> [Exercise objective]
Please answer these questions about the essay on being afraid to write, one line each:
(a) In which year did the writer make a single attempt at NaNoWriMo?
(b) What does the writer say a novel would be, compared with blog posts and short pieces?
(c) What is the title of the Jon Acuff book the writer mentions?

> [Text passage]

* * * * *

Why I’m (Sometimes) Afraid To Write

With November only a few days away, I’m hearing a lot of buzz about NaNoWriMo. My only attempt at NaNo was in 2008. It was a stressful experience, and by mid-month I was too far behind to finish in time, so I never did. Still, every year I think about trying again. I have an idea that’s been hounding me since the summer of 2012. It’s a growing collection of bits and pieces, but an anchor could emerge if I took a leap of faith and actually worked on the thing. You know?

The truth is, I’m terrified of diving whole hog into a novel. Blog posts and short pieces are no problem. I can finish and publish them in a few hours, at most. Quick turnaround, quick appearance of productivity. But a novel would be a marathon. In the dark. 

I have a love-hate relationship with Jon Acuff’s motivational tome Quitter. The most important question he poses in it is, What do you do that makes time behave differently? Whatever the answer is, that’s your life’s work, or at least a clue to it. Writing is absolutely that thing for me. When I write, I go down a rabbit hole. I wrote a lot of (terrible) fiction as a teenager, and I can’t count the times I looked up in shock to realize that it was 1 or 2 am (and I’d only written a few pages). But that’s a luxury I don’t really have as an adult with a full-time job. I’m afraid of what could happen to my relationships and responsibilities if I free-fell down the rabbit hole. More than that, I’m afraid of sacrificing for something that, in the end, I might not even be able to show to anyone. Let alone get published. Wouldn’t that be a silly waste of time? Is the work enough if it only matters to me?

* * * * *

> [Dataset rows]
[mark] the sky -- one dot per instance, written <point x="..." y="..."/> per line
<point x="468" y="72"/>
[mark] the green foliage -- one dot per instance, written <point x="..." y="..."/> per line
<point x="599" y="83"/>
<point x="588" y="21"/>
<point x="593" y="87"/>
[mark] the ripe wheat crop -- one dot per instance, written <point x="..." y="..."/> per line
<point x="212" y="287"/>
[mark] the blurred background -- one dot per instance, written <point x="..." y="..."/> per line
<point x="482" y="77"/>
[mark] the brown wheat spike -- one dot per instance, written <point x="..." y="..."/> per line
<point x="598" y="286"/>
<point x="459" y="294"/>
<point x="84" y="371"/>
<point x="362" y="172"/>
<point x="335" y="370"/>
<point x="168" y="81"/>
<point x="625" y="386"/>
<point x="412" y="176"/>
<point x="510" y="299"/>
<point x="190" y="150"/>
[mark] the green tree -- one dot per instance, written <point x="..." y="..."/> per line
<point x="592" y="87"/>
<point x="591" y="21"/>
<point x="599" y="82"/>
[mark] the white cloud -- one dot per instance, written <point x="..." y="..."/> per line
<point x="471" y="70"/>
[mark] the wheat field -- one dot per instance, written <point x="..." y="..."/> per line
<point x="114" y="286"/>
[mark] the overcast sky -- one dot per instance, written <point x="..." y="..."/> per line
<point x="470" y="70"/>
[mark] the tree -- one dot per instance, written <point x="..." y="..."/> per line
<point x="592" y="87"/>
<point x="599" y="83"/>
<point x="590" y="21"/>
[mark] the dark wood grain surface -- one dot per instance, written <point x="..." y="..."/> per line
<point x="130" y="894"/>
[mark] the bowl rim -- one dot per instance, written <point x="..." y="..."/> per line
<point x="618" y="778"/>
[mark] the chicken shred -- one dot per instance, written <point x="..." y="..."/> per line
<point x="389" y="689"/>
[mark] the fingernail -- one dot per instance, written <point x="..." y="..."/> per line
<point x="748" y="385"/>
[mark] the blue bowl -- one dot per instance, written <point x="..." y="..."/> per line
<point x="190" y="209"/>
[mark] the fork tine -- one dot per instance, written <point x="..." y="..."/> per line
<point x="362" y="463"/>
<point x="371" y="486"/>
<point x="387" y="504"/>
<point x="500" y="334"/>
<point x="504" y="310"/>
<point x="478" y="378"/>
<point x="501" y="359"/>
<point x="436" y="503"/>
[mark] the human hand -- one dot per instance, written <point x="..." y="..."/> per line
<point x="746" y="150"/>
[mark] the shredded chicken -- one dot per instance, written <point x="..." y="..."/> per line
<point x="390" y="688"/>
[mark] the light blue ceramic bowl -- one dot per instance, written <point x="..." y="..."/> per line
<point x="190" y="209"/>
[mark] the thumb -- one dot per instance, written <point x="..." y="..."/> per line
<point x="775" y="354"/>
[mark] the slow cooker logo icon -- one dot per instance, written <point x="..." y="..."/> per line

* * * * *

> [Answer for this exercise]
(a) 2008
(b) A marathon in the dark
(c) Quitter